EXERCISE »
Which lines run from the line containing "the white pillow." through the end of the records below? Reproduce them exactly, and nothing else.

Start of WORKING DATA

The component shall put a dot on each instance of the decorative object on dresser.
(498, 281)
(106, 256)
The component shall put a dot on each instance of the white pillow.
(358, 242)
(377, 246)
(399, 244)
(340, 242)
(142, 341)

End of WORKING DATA

EXPECTED ANSWER »
The component shall put a dot on each instance of the white pillow.
(358, 242)
(377, 246)
(399, 244)
(340, 242)
(142, 341)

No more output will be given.